» **ТЕКСТ ОТРЫВКА**:
+---+
Я взялся проводить Ларису домой, мы долго стояли на Садовом кольце, и мимо нас все ехали и ехали зеленые огоньки такси, и никто почему-то не останавливался…

Мне не очень верится в то, что люди работают для чистого искусства как такового. Люди работают для людей. (Исключая те случаи, когда они уныло творят для денег.) Мы работали для Ларисы, конкретно, персонально для нее. В ней была вера, вот в чем дело.

Я встречал режиссеров, которые безоговорочно верили в себя, но это, в общем-то, шло от глупости, от понимания кинематографа как ремесла, а не искусства, от понимания себя как некоего начальника и т. п. В Ларисе была настоящая вера, вера в дело, в искусство, в нас в конце концов. Вера в доброту и необходимость нашей работы, и она, эта вера, была абсолютно материальной субстанцией, на которую можно было весьма реально опереться. Она буквально дралась за любую мелочь, необходимую для картины. С ней было исключительно тяжело работать тем, кто не привык или не хотел работать. Она никогда не надеялась на всякие «это и так сойдет», «этого в кадре не будет видно», она безоговорочно требовала всех ста процентов. Ни на десятую меньше.

К съемкам сцены в цирке я готовился полтора месяца. Игровая ситуация такова: с женой своего друга, то есть с Аллой Демидовой, мы случайно попадаем на цирковое представление. У обоих приподнятое настроение, веселье, которое проистекает от отчаяния, когда уже терять нечего. Мой герой — министерский служащий, давно тайно и безнадежно влюбленный в свою спутницу. На арену выходит замечательный клоун Андрей Николаев и вопрошает зрителей: «Где джигиты? Где настоящие джентльмены? Кто оседлает непокорного арабского жеребца?» И вот мой герой в блейзере и при галстуке, старающийся выглядеть в глазах своей спутницы героем и «настоящим мужчиной», вызывается это сделать и спускается на арену. Циркачи видят, что вызвался простачок из публики. Они мигом цепляют на него страховочную лонжу, сажают задом наперед на «непокорного арабского скакуна» и пускают его по кругу. Герой мой выделывает на скачущем коне неловкие, вызывающие смех трюки, и, когда видит, что подруга его уходит, возмущенная нелепостью всего происходящего, он прыгает с коня и начинает, аки купидон, летать над цирковой ареной на страховочной проволоке — блейзер задран, галстук развевается на ветру. Приземлившись, он тут же порывается убежать с арены, но его не отпускают насмешники-циркачи. Тогда назло себе, судьбе, всей нелепости своей жизни он подбегает к случайно стоящему на арене ведру с водой и опрокидывает его на себя. Хотели моего позора? Пожалуйста! Желали посмеяться надо мной? Извольте!

К съемкам этой сцены я готовился долго. Дело в том, что животное, называемое лошадью, я видел не слишком часто в своей жизни. Ближе всего видел в памирских альпинистских экспедициях, да и то не в качестве наездника, а как упаковщик тюков с экспедиционным снаряжением. Поэтому в течение полутора месяцев каждое утро ровно в девять часов я приходил в старый цирк на Цветном бульваре, переодевался и репетировал свои номера на довольно покладистом коне по кличке Галоп.
+---+
(Исходные сведения)
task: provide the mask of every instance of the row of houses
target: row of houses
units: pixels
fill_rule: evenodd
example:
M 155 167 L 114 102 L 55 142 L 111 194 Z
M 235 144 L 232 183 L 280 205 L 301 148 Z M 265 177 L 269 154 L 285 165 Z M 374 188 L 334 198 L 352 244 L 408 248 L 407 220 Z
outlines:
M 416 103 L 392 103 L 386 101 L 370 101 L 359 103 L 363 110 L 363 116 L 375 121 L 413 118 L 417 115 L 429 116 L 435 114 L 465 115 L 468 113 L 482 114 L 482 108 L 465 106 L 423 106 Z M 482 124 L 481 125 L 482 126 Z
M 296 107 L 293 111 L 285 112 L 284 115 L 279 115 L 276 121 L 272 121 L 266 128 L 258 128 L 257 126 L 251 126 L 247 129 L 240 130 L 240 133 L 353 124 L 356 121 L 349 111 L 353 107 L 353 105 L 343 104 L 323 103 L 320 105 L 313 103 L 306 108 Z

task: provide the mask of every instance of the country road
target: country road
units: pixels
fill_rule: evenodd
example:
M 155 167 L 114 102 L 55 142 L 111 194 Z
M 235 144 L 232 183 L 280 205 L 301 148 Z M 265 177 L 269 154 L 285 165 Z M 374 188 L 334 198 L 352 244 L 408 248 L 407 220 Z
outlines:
+---+
» **ЧТО СДЕЛАТЬ**:
1. Почему, судя по отрывку, подготовка к съемкам сцены в цирке длилась полтора месяца? Ответьте одним–тремя предложениями.
2. Оформите таблицей Markdown с колонками «№» и «Строка» все строки листинга, начиная со строки, где есть «task: provide the mask of every instance of the country», и до самого конца листинга. Пустые строки не включайте.
Отрывок и листинг никак не связаны между собой.

» **ОТВЕТЫ**:
1. Лошадей рассказчику доводилось видеть нечасто: ближе всего в памирских альпинистских экспедициях, и то не верхом, а при упаковке тюков со снаряжением. Поэтому полтора месяца каждое утро ровно в девять часов шли репетиции номеров в старом цирке на Цветном бульваре на покладистом коне по кличке Галоп.

2.
| № | Строка |
|---|---|
| 1 | task: provide the mask of every instance of the country road |
| 2 | target: country road |
| 3 | units: pixels |
| 4 | fill_rule: evenodd |
| 5 | example: |
| 6 | M 155 167 L 114 102 L 55 142 L 111 194 Z |
| 7 | M 235 144 L 232 183 L 280 205 L 301 148 Z M 265 177 L 269 154 L 285 165 Z M 374 188 L 334 198 L 352 244 L 408 248 L 407 220 Z |
| 8 | outlines: |